======== Excerpt to read ========

The drug industry gets a disproportionate share of attention when it comes to the high cost of medicine. Drugs and biologics, whether prescribed by physicians or administered in clinics and hospitals, account for just 10 to 12 percent of health care expenditures, significantly less than, say, the 15 to 20 percent administrative overhead associated with allowing private firms to sell health insurance (as compared to the 3 to 5 percent overhead associated with the nation's largest single-payer organization, Medicare).
Still, Congress' ability to curb the explosive rise in drug costs is a bellwether of the political prospects for health care reform. Along with eliminating unnecessary payments to insurance firms (like the 12 percent bump they get for selling Medicare Advantage plans), curbing Big Pharma's voracious appetite for selling overpriced and often unnecessary drugs is the low-hanging fruit of cost control.
An article in today's Washington Post reveals just how hard that is going to be. According to the Center for Responsive Politics, Big Pharma lobbying expenditures have tilted sharply in the two years since the Democrats took control of Congress. Democrats, who only received a third of industry lobbying money in 2006, now get fully half, more than at any time since at least 1988.

======== Entries shown ========

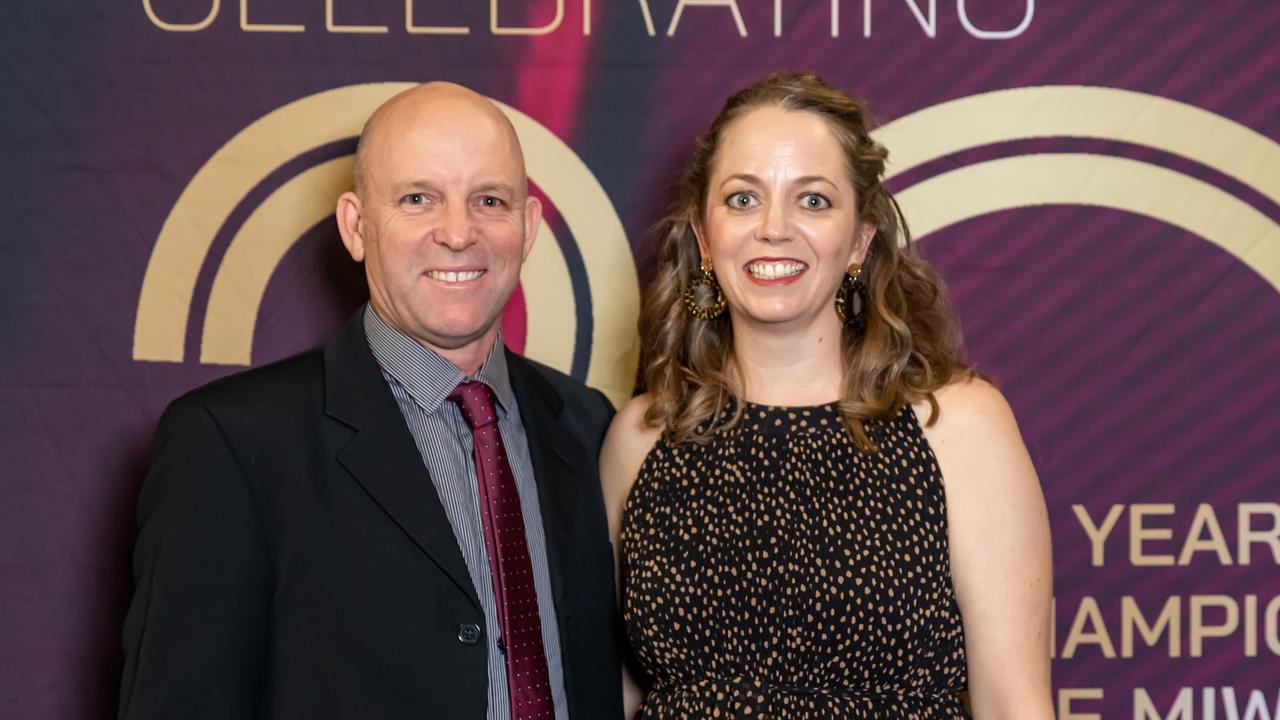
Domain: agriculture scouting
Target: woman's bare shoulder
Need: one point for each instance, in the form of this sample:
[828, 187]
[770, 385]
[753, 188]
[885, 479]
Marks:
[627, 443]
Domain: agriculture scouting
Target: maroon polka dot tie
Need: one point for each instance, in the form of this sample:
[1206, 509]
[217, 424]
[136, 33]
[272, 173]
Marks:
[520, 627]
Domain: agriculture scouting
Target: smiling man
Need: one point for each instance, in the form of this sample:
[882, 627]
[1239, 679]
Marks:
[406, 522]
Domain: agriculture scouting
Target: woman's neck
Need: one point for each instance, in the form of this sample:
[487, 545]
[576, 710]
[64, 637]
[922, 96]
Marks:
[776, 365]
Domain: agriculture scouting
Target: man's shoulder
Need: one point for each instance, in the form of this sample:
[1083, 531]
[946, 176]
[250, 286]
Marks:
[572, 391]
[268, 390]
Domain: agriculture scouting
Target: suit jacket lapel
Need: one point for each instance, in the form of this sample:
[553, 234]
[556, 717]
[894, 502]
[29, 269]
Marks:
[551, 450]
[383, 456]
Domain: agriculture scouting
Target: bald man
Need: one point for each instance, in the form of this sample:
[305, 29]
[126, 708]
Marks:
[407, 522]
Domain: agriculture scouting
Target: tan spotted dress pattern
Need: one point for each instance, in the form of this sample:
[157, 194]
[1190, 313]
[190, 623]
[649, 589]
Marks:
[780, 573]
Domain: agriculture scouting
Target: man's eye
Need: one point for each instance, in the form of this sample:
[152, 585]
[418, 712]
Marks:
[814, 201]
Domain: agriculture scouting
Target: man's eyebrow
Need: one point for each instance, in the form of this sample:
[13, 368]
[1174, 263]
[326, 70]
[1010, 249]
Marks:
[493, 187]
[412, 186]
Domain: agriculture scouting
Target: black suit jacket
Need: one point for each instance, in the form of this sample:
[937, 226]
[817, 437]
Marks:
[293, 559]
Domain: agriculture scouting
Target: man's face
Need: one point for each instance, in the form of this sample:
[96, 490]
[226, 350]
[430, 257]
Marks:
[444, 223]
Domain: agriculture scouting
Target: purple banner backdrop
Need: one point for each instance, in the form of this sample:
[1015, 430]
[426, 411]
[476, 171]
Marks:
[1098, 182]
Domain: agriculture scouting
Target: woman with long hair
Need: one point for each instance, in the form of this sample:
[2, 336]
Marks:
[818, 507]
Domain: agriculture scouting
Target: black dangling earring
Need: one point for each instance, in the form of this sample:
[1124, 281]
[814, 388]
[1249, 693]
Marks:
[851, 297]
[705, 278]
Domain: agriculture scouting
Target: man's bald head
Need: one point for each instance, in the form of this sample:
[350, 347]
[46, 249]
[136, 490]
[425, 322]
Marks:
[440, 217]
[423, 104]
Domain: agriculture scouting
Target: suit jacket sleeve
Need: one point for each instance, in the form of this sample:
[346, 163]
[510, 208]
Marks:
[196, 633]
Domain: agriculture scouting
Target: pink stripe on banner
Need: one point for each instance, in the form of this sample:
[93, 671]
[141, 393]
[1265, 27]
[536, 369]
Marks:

========

Problem description> Copy out the full passage on drug costs and pharmaceutical lobbying, word for word, from its first sentence through its last.

Reply to the exercise>
The drug industry gets a disproportionate share of attention when it comes to the high cost of medicine. Drugs and biologics, whether prescribed by physicians or administered in clinics and hospitals, account for just 10 to 12 percent of health care expenditures, significantly less than, say, the 15 to 20 percent administrative overhead associated with allowing private firms to sell health insurance (as compared to the 3 to 5 percent overhead associated with the nation's largest single-payer organization, Medicare).
Still, Congress' ability to curb the explosive rise in drug costs is a bellwether of the political prospects for health care reform. Along with eliminating unnecessary payments to insurance firms (like the 12 percent bump they get for selling Medicare Advantage plans), curbing Big Pharma's voracious appetite for selling overpriced and often unnecessary drugs is the low-hanging fruit of cost control.
An article in today's Washington Post reveals just how hard that is going to be. According to the Center for Responsive Politics, Big Pharma lobbying expenditures have tilted sharply in the two years since the Democrats took control of Congress. Democrats, who only received a third of industry lobbying money in 2006, now get fully half, more than at any time since at least 1988.